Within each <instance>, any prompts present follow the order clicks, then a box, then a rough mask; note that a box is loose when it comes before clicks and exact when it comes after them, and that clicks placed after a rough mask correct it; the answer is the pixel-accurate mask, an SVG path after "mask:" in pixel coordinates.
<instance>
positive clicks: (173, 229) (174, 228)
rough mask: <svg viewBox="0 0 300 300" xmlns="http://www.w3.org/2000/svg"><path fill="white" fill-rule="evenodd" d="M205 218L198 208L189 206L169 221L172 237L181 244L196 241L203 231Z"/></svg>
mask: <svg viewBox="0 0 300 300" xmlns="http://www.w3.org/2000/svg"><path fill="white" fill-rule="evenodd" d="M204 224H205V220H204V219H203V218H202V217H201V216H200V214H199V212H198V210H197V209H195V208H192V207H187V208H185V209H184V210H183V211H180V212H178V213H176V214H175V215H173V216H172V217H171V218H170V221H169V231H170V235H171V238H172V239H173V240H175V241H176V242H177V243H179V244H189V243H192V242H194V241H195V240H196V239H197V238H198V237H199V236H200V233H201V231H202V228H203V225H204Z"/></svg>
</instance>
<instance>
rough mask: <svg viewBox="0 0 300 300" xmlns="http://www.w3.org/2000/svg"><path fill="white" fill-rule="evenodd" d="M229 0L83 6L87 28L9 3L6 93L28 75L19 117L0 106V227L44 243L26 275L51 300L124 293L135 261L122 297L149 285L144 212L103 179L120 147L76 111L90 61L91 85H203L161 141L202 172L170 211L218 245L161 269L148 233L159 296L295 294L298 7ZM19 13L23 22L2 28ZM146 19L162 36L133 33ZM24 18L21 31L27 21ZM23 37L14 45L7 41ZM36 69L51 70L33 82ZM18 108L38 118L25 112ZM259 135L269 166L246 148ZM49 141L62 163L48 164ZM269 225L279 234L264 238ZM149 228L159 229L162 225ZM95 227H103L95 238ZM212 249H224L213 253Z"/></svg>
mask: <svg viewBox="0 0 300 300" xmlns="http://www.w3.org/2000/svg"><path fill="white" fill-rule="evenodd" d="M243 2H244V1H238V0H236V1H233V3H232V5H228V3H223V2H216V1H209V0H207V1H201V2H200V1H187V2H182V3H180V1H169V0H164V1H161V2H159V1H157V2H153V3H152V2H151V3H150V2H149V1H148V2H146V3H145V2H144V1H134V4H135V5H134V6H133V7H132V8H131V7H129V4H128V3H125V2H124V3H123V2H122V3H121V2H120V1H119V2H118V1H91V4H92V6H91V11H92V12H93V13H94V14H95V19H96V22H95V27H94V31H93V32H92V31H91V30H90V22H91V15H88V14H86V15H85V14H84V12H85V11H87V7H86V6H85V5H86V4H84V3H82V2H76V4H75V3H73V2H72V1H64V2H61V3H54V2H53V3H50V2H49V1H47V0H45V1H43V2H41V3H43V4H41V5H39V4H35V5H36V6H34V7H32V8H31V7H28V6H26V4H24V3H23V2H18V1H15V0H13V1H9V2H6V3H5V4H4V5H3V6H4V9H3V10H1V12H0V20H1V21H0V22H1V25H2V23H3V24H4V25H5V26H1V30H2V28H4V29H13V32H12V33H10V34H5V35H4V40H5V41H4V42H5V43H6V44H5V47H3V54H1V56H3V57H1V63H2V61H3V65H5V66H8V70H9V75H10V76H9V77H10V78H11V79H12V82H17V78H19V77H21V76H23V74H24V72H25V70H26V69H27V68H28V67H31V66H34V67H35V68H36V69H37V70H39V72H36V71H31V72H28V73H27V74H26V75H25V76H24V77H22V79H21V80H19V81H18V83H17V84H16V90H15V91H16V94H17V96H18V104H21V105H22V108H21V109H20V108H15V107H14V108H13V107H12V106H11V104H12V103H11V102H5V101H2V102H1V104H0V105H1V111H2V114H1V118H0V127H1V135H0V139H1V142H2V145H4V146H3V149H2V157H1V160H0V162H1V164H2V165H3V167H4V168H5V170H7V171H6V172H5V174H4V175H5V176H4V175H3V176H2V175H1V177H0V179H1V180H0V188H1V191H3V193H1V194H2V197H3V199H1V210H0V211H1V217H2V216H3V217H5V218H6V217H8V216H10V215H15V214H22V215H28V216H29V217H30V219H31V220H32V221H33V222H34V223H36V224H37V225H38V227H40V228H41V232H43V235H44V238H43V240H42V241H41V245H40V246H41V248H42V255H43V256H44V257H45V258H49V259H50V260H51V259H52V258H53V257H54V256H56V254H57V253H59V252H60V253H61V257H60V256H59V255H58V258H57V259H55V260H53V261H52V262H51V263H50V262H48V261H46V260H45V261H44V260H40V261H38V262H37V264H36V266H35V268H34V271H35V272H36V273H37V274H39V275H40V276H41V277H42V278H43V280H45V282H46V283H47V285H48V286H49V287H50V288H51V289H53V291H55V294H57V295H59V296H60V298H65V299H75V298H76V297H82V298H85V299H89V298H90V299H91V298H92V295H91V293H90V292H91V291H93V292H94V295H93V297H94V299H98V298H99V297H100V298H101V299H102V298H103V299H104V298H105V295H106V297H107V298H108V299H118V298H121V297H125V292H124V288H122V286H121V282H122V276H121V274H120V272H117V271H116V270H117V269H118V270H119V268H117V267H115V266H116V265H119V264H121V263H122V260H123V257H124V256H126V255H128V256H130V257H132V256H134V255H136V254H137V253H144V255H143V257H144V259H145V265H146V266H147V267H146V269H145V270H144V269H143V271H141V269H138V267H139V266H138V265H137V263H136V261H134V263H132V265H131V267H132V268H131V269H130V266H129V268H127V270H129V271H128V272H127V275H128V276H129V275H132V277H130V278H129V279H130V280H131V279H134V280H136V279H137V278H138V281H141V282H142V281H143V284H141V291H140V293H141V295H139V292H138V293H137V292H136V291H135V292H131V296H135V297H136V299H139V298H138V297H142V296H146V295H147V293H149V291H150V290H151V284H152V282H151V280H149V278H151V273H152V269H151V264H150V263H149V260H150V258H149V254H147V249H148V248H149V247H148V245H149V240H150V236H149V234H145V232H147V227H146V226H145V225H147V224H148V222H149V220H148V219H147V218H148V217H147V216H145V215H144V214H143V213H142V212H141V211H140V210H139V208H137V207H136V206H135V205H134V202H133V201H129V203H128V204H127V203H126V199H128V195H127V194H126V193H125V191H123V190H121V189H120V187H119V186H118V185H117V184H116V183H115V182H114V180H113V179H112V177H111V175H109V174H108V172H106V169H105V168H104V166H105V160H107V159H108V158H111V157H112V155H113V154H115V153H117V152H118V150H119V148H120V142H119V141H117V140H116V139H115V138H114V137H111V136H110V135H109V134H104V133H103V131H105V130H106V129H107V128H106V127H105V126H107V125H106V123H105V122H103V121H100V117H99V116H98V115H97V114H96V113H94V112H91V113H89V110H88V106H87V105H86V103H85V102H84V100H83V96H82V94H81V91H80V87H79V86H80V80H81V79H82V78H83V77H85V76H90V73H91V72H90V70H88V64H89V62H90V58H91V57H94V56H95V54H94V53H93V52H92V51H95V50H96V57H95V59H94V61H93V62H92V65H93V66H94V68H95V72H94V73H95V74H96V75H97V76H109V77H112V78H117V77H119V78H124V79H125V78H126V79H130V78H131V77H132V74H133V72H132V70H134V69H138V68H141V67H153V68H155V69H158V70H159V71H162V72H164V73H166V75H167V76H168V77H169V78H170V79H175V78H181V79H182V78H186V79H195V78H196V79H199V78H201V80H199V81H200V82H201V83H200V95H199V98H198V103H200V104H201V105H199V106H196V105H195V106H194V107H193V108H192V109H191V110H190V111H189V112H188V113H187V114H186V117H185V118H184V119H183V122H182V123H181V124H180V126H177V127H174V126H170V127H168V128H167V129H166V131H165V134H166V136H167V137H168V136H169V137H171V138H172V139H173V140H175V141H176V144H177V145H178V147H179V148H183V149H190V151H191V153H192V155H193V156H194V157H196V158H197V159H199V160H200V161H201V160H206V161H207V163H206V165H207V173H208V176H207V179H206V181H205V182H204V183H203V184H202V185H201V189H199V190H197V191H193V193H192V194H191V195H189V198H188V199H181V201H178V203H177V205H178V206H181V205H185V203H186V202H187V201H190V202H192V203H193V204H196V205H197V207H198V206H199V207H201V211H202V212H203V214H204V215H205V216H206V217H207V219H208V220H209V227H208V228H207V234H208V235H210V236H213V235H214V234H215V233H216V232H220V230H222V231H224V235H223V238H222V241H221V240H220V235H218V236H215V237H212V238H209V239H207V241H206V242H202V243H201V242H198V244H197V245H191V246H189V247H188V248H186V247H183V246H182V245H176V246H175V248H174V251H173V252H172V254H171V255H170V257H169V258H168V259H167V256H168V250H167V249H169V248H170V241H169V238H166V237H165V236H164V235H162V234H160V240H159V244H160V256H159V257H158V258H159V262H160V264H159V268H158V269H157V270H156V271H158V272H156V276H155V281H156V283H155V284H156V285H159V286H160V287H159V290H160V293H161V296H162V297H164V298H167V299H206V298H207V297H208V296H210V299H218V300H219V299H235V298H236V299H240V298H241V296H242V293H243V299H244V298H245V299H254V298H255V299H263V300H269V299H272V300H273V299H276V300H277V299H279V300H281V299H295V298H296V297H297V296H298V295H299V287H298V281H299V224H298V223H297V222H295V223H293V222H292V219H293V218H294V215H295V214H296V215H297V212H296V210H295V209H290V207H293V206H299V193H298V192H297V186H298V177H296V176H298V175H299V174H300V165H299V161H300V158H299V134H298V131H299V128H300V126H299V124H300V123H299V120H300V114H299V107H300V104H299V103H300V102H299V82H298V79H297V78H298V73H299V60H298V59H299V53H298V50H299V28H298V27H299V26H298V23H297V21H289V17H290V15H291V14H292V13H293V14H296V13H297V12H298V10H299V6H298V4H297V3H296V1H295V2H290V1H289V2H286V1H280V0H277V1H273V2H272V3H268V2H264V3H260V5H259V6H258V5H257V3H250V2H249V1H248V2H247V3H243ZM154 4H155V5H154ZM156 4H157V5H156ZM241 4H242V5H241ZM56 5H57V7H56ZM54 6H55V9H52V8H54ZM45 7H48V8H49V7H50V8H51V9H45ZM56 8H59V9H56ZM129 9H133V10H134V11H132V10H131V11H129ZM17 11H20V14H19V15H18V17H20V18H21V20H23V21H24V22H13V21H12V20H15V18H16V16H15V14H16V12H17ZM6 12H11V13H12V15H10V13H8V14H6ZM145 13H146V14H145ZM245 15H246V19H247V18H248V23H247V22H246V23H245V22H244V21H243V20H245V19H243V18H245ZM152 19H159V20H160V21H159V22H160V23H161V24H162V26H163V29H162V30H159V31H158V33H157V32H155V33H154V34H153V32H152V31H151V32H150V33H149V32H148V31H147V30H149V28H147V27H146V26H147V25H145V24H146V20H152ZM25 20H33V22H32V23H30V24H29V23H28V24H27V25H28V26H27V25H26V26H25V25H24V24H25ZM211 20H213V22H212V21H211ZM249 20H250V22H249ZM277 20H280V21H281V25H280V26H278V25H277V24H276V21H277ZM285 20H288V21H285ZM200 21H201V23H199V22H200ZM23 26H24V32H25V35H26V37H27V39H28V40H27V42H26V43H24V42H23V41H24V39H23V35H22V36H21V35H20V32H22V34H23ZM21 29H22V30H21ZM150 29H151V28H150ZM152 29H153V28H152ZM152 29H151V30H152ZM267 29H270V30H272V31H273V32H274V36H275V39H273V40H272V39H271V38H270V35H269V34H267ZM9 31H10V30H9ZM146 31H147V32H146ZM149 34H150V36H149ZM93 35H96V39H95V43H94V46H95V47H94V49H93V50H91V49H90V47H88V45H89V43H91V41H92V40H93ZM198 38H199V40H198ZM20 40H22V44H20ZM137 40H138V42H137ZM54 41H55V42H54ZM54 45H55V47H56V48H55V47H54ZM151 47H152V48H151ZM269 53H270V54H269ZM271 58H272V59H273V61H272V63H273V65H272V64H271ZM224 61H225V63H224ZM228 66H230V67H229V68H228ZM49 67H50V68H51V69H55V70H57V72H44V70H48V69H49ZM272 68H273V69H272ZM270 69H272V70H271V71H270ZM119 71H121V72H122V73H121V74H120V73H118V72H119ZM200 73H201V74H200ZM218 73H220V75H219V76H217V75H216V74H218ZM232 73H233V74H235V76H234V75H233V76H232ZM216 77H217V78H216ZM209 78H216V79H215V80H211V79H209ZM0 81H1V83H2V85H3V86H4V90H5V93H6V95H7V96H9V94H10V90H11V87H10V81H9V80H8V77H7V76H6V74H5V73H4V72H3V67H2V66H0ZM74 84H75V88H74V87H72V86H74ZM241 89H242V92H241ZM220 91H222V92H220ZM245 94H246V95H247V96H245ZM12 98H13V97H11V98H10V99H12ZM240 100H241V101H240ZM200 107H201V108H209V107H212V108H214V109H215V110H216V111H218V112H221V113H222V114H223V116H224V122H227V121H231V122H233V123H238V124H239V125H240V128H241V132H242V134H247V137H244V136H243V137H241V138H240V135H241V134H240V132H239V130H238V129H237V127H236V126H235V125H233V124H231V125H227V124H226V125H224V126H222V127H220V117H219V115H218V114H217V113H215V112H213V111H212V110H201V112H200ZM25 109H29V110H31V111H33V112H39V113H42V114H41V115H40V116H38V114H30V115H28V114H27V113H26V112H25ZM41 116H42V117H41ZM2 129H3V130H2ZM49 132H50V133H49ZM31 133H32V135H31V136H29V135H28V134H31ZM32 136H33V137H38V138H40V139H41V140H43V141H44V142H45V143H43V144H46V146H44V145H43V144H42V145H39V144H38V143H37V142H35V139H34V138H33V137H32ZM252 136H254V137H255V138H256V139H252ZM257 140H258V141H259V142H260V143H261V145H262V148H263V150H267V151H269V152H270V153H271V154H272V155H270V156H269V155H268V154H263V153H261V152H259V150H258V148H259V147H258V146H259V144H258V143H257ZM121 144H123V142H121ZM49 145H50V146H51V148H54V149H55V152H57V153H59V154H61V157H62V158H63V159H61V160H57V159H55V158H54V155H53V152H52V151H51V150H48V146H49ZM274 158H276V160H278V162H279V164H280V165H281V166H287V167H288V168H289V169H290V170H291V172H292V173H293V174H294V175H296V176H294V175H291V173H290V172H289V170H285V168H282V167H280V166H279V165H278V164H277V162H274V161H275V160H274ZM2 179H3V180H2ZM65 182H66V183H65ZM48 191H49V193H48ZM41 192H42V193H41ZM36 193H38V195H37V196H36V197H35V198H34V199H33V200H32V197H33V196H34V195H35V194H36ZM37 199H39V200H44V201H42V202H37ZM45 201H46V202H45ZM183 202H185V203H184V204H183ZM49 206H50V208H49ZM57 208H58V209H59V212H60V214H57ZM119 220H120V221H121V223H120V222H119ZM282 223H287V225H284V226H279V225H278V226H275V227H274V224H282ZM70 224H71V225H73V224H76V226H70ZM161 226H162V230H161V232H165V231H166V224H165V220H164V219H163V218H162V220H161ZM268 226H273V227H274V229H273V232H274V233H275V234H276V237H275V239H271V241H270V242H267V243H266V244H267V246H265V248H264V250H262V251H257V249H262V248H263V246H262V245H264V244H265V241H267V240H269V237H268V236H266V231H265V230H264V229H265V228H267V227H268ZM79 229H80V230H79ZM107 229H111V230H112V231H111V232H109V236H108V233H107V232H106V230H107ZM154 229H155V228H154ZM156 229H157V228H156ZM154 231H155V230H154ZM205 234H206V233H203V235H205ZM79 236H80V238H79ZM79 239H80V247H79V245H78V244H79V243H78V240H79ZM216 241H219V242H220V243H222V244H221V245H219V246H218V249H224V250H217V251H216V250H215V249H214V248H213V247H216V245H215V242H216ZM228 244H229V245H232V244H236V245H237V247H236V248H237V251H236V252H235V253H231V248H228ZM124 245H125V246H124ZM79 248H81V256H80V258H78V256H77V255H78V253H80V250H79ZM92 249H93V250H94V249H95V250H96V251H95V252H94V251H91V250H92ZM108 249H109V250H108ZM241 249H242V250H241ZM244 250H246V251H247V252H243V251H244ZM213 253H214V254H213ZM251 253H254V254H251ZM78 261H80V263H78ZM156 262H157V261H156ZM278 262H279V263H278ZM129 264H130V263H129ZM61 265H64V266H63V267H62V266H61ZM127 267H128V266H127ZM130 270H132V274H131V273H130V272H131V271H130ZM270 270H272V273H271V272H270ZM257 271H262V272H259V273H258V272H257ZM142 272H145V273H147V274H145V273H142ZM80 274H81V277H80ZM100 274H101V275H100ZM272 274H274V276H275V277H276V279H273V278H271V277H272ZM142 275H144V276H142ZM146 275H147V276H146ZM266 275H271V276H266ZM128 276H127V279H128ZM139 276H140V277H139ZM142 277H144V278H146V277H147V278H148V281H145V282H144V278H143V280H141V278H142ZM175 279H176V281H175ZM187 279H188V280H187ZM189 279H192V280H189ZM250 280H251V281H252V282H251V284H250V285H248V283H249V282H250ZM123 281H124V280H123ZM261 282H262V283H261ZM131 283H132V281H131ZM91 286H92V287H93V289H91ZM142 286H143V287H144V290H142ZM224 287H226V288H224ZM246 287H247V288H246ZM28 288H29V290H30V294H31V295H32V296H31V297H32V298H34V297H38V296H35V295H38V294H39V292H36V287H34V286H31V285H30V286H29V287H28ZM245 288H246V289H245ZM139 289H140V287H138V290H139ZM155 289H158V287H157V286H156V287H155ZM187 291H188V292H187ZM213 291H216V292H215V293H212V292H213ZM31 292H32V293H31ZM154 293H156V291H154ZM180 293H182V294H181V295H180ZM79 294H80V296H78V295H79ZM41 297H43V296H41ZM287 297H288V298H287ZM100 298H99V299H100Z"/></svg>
= = = =
*Work to be completed*.
Count how many lines in the entries contain "clicks", then state that number alone.

*Result for this exercise*.
2